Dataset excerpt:
BEGIN

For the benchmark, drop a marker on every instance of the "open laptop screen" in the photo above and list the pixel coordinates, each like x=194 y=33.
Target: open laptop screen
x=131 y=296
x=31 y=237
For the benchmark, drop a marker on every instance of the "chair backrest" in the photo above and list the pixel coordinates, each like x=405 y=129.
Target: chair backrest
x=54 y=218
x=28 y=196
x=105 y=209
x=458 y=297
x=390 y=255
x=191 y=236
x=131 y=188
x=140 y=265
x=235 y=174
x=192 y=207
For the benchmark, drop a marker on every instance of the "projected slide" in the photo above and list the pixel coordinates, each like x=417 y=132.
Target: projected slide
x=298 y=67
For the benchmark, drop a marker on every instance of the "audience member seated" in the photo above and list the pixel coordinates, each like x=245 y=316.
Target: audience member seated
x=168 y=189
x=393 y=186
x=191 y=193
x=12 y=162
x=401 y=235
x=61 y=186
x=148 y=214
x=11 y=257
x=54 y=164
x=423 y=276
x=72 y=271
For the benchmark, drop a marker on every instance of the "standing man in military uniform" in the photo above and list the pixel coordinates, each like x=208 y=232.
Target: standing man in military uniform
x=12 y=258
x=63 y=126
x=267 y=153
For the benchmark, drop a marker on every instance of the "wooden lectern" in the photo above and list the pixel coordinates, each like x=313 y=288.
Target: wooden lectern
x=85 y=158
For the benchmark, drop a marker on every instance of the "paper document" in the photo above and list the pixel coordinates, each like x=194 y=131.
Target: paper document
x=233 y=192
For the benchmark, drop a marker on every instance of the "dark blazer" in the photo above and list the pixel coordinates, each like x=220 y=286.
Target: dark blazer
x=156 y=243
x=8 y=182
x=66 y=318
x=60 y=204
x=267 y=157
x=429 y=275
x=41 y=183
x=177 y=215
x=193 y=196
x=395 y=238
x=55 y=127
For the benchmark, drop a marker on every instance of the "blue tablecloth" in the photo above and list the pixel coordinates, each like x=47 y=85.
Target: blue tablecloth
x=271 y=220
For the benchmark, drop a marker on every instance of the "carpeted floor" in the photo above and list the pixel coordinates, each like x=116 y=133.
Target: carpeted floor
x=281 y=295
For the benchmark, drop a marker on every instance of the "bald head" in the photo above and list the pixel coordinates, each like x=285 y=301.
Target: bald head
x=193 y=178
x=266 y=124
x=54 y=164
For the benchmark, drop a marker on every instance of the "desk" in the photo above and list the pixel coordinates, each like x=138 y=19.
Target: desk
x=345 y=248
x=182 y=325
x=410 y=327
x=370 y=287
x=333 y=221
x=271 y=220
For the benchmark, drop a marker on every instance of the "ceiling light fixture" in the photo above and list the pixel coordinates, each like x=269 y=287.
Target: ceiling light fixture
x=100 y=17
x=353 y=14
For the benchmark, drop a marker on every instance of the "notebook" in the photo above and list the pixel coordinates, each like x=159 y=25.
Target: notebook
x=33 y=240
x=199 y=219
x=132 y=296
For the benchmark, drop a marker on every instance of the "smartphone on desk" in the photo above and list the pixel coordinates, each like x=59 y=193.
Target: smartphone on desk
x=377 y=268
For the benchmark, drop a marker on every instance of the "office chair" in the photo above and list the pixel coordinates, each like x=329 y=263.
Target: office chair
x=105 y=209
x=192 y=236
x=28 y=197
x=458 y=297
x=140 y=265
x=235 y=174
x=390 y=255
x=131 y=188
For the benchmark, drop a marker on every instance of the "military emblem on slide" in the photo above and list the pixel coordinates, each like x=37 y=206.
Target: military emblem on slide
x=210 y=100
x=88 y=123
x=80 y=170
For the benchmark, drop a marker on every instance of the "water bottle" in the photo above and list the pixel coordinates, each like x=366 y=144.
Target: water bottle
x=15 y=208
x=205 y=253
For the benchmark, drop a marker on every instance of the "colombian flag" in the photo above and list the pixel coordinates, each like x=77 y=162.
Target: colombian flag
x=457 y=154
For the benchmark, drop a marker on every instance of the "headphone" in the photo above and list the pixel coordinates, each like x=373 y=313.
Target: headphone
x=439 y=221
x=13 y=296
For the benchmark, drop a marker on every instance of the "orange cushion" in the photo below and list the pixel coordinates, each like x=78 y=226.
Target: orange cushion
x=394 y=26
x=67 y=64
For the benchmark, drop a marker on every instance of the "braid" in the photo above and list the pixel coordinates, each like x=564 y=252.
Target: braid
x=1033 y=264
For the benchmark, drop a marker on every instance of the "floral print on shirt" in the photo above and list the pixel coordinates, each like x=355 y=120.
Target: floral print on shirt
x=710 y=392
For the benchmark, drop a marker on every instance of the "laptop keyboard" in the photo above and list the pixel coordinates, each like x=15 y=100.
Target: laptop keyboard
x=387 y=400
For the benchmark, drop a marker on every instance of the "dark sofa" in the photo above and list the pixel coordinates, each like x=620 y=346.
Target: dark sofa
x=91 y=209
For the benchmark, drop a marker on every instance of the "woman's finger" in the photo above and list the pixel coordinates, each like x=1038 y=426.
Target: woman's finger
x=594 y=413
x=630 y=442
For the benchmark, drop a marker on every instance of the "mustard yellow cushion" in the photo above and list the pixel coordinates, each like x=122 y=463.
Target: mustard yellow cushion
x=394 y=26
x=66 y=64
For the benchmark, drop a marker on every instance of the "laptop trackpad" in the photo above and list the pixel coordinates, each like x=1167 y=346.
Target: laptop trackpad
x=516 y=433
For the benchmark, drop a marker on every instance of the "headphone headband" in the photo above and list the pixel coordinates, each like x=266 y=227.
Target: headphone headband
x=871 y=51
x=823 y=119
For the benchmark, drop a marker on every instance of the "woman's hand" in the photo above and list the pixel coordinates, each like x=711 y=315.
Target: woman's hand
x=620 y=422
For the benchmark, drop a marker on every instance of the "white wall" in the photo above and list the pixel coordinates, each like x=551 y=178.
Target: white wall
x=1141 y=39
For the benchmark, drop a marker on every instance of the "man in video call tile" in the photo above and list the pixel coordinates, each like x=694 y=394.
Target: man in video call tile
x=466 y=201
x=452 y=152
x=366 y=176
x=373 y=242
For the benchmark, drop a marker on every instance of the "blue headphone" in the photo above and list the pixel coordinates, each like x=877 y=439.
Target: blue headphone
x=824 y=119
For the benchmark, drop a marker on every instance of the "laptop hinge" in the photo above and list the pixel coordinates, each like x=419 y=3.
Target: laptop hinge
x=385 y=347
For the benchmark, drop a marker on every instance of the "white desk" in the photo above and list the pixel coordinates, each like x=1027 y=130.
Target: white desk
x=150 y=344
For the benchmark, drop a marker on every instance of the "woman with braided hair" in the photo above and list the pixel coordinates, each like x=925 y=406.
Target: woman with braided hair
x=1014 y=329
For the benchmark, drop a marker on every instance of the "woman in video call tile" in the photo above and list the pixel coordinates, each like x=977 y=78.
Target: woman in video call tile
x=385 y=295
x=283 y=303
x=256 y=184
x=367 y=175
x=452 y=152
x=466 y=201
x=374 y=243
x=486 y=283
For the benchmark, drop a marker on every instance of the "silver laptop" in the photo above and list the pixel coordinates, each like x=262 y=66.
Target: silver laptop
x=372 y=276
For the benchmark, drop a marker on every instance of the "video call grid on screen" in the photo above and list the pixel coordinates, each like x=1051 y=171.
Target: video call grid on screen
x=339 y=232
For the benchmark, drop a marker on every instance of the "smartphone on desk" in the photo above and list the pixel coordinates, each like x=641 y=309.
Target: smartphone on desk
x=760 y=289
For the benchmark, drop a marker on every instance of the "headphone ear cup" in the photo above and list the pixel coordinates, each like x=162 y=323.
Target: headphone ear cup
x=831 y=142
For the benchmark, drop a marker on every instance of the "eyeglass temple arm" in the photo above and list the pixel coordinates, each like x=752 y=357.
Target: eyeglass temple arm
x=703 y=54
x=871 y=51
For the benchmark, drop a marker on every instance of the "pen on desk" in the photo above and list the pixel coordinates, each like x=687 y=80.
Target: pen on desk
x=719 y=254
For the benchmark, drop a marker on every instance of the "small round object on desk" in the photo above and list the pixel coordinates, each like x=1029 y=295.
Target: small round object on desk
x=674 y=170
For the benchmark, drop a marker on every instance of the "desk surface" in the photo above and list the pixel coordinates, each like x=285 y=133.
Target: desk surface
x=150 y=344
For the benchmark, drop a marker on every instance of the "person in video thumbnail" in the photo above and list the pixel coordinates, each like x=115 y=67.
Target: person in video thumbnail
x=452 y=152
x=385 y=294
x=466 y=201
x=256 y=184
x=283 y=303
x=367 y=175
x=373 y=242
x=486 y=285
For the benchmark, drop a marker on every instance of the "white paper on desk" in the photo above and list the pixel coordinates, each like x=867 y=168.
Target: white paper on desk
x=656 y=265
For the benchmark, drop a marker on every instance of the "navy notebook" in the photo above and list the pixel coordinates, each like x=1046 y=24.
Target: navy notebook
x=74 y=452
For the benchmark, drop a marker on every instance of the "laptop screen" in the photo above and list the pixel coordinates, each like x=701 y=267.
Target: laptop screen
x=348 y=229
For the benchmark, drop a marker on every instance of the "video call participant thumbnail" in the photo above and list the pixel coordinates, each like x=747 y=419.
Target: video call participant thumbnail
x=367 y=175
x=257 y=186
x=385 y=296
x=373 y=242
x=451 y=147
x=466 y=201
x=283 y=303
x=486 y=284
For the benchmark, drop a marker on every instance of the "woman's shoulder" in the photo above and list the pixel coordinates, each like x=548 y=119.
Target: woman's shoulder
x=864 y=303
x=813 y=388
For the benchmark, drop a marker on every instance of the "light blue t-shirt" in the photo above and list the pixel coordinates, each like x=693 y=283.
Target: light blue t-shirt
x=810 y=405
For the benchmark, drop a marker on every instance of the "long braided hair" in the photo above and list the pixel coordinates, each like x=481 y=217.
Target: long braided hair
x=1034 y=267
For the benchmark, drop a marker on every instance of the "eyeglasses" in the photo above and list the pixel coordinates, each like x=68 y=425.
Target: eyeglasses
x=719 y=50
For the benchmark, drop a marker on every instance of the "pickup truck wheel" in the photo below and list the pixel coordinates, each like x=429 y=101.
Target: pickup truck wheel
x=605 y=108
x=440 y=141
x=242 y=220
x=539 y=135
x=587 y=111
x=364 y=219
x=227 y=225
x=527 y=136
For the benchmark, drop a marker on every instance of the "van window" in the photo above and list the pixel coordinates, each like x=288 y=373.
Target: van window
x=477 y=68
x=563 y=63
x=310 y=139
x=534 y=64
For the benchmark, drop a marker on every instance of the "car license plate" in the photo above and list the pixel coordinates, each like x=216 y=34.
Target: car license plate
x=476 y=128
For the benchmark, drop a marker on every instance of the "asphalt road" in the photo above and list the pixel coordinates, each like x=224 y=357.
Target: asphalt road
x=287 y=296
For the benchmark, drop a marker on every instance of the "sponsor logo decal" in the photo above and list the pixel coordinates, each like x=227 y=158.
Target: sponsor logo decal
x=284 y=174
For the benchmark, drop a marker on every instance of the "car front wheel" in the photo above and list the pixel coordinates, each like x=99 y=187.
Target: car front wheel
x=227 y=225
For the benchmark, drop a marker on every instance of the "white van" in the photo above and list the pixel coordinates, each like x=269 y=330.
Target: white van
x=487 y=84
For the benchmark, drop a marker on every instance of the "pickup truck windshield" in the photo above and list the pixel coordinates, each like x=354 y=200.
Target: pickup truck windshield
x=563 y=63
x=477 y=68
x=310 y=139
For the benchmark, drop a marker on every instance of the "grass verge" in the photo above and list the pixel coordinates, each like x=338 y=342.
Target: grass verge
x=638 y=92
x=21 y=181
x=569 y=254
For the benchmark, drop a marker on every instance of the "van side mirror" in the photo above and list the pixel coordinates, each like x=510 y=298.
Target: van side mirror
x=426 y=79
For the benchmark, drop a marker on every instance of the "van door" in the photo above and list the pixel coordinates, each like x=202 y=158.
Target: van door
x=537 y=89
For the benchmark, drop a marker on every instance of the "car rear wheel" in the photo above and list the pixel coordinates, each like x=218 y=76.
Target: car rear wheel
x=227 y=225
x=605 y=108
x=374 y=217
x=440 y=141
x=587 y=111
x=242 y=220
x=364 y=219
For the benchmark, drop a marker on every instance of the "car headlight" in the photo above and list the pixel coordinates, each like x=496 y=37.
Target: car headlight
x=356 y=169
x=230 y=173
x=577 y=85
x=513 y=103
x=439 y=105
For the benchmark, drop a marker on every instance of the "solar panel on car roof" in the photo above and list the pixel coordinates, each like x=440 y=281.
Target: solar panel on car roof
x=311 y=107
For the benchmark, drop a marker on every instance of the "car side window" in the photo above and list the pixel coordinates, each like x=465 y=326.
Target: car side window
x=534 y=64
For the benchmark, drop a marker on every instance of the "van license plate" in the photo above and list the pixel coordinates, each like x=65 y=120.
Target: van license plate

END

(WORK TO DO) Exactly and only the lines from the line containing "like x=202 y=158." through the last line of the entries should be copied, both ends included.

(RESULT OF THE TASK)
For the benchmark, drop a marker on every instance of the "van door" in the photo above and list the pixel coordinates, each like x=202 y=158.
Target: van door
x=537 y=89
For the benchmark, drop a marker on every instance of the "car rear wheel" in the photo above and list the pixel coordinates, each like x=218 y=76.
Target: car rear wheel
x=227 y=225
x=605 y=108
x=374 y=217
x=440 y=141
x=587 y=111
x=242 y=220
x=364 y=219
For the benchmark, drop a marker on every instance of the "car headlight" in the photo above and list the pixel coordinates, each like x=496 y=37.
Target: car headlight
x=356 y=169
x=230 y=173
x=577 y=85
x=513 y=103
x=439 y=105
For the benchmark, drop a marker on every instance of the "solar panel on car roof" in the photo above and list the pixel coordinates, each like x=440 y=281.
Target: solar panel on car roof
x=311 y=107
For the benchmark, drop a marker on every instance of the "car side window" in the photo above and list the pixel coordinates, each like x=465 y=326.
Target: car side window
x=534 y=64
For the benchmark, drop a marker on every instance of the "van license plate" in the photo above and list the pixel coordinates, each like x=65 y=120.
Target: van license plate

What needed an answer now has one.